ASSIGNMENT
Please transcribe, exactly and only, the lines of the records below from the one holding "Query: cobblestone street" to the very end.

EXERCISE INPUTS
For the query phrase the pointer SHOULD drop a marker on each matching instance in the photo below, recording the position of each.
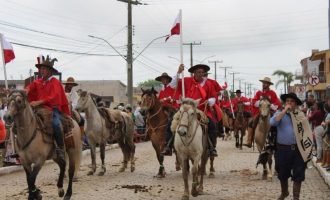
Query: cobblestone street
(236, 178)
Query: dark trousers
(57, 128)
(212, 132)
(289, 163)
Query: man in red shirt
(199, 87)
(48, 91)
(246, 102)
(275, 104)
(167, 96)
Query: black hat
(164, 75)
(292, 96)
(199, 66)
(47, 63)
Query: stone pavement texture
(236, 178)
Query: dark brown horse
(240, 125)
(157, 120)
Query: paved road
(236, 178)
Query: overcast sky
(254, 37)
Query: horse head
(264, 107)
(82, 101)
(17, 102)
(148, 99)
(187, 113)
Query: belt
(287, 146)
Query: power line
(59, 50)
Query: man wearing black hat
(294, 144)
(198, 87)
(167, 96)
(48, 92)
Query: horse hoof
(185, 197)
(75, 179)
(132, 169)
(60, 192)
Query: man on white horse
(168, 96)
(275, 105)
(199, 87)
(48, 92)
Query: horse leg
(61, 164)
(270, 172)
(72, 168)
(34, 192)
(102, 156)
(211, 175)
(194, 170)
(185, 174)
(125, 159)
(93, 150)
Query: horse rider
(48, 92)
(73, 97)
(199, 87)
(275, 104)
(246, 102)
(168, 96)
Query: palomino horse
(261, 134)
(34, 146)
(240, 125)
(98, 133)
(190, 144)
(157, 120)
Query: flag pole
(3, 60)
(181, 54)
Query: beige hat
(267, 80)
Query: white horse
(190, 144)
(97, 132)
(261, 134)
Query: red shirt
(269, 94)
(51, 92)
(166, 95)
(240, 99)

EXPECTED ANSWER
Query: cobblestone street
(236, 178)
Query: dark trousers
(57, 128)
(212, 132)
(289, 163)
Query: man in red shirt
(199, 87)
(48, 91)
(246, 102)
(275, 104)
(167, 96)
Query: black hat
(164, 75)
(292, 96)
(199, 66)
(47, 63)
Query: stone pavement texture
(236, 178)
Query: dark brown horse
(240, 125)
(157, 120)
Query: paved road
(236, 178)
Query: overcast sky
(254, 37)
Query: horse head
(264, 107)
(82, 101)
(17, 102)
(148, 99)
(187, 113)
Query: belt
(287, 146)
Query: power line
(59, 50)
Query: man wearing black hat
(294, 144)
(198, 87)
(167, 96)
(48, 92)
Query: horse hoof
(185, 197)
(75, 179)
(132, 169)
(60, 192)
Query: man on white horse
(168, 96)
(275, 105)
(199, 87)
(48, 92)
Query: horse leg
(61, 164)
(270, 172)
(72, 168)
(34, 192)
(102, 156)
(211, 175)
(194, 170)
(185, 174)
(125, 159)
(93, 150)
Query: horse rider
(48, 92)
(73, 97)
(199, 87)
(275, 104)
(246, 102)
(168, 96)
Query: palomino horse
(261, 134)
(34, 146)
(240, 125)
(98, 133)
(190, 144)
(157, 120)
Query: flag pole
(3, 60)
(181, 54)
Query: beige hat
(267, 80)
Query: white horse
(190, 144)
(97, 132)
(261, 134)
Query: red shirt
(269, 94)
(51, 92)
(166, 95)
(240, 99)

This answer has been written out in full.